• PASSAGE TO READ:
— Start —

Review Summary: F.I.N.E4 of 4 thought this review was well written
Aerosmith have quite a fan base, ever since the ‘bad boys from Boston’ hit the rock music circuit and released their first album in 1973, they quickly became known as one of the best rock n’ roll acts in the business. They specialized in writing catchy, fun and on the rare occasion powerful numbers. ‘Dream On’, ‘Seasons of Wither’ and ‘Toys in the Attic’ are just a very small sample of the brilliant songs they wrote in the 70s. The band’s third release, Toys in the Attic remains their highest selling album to date.
The 80s was a mixed period for the band. Early albums like Rock in a Hard Place and Done with Mirrors proved a bit of a disappointment. The band was not always on the same page, and after a couple of near break ups, Aerosmith regained steam in 1987 with the entertaining Permanent Vacation. This proved the band’s comeback, and also showed the first ever use of professional songwriters for Aerosmith. ‘Rag Doll’ and ‘Angel’ proved that the old gang still had a couple of good tunes in them. They followed it up with Pump, their 10th album and one of their better post-reunion albums.

— End —

• EXTRACTED MATERIAL:
— Start —

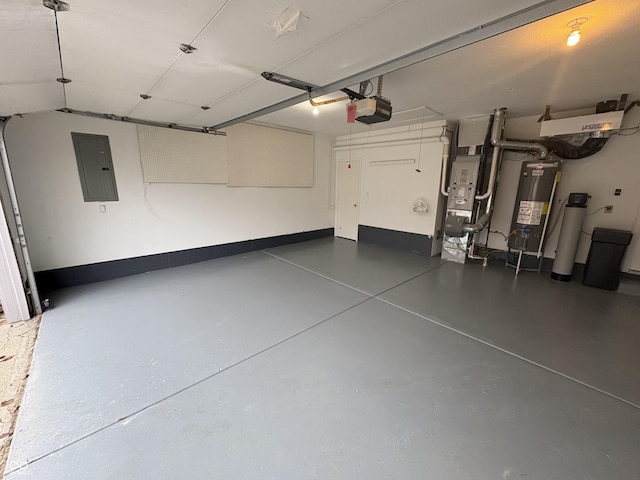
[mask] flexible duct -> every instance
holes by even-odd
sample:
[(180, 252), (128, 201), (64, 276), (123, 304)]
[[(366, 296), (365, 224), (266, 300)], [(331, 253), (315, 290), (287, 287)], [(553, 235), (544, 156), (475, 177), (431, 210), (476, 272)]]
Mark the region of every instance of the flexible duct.
[(537, 143), (545, 145), (550, 151), (565, 160), (580, 160), (590, 157), (602, 150), (608, 138), (589, 138), (582, 145), (572, 145), (566, 140), (557, 138), (541, 138)]
[(462, 227), (462, 231), (465, 232), (465, 233), (478, 233), (478, 232), (481, 232), (487, 226), (487, 223), (489, 223), (489, 219), (490, 218), (491, 218), (491, 215), (489, 213), (485, 213), (485, 214), (480, 216), (480, 218), (478, 219), (478, 221), (476, 223), (469, 223), (469, 224), (464, 225)]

— End —

• SHORT TASK 1:
Can you quote the rows from their start through the line containing "138), (541, 138)]", both ends included, without the picture?
• SHORT TASK 2:
How would you continue the Aerosmith review after its last sentence?

• WRITTEN ANSWER 1:
[mask] flexible duct -> every instance
holes by even-odd
sample:
[(180, 252), (128, 201), (64, 276), (123, 304)]
[[(366, 296), (365, 224), (266, 300)], [(331, 253), (315, 290), (287, 287)], [(553, 235), (544, 156), (475, 177), (431, 210), (476, 272)]]
Mark the region of every instance of the flexible duct.
[(537, 143), (545, 145), (550, 151), (565, 160), (580, 160), (590, 157), (602, 150), (608, 138), (589, 138), (582, 145), (572, 145), (566, 140), (557, 138), (541, 138)]

• WRITTEN ANSWER 2:
Pump is a perfectly balanced album. We’ve got fun straightforward rockers, a couple of readymade singles and a few more serious numbers. ‘Love in an Elevator’ was a hit in the late 80s, a cheeky rock number that makes good use of a keyboard. The song is classic Aerosmith, a fun catchy chorus and lyrics that simply are there to poke fun. ‘The Other Side’ was another single from the album, and it starts off with an interesting intro before reaching into ordinary rock territory.
‘Young Lust’ and ‘F.I.N.E’ begin the album with a high, two fun rock songs that have no other purpose but to give Tyler a chance to spew out some funny, and often smart, lyrics and also give Joe Perry a chance to unleash a solo or two. ‘Monkey on My Back’ is a song about drug addiction; it’s straight forward and doesn’t try to glamorize the effects of drugs. The band makes use of a bit more spacey guitar work here to give the song a unique feel.
‘Janie’s got a Gun’ is a powerful song about incest and murder. Tyler plays the main riff with his keyboard, and then an addictive bass line and some guitar work is added. Perry gives an emotional solo; the song starts fairly slowly but builds pace towards a strong climax. The lyrics are dark and they are juxtaposed well with the fairly lighthearted musical composition.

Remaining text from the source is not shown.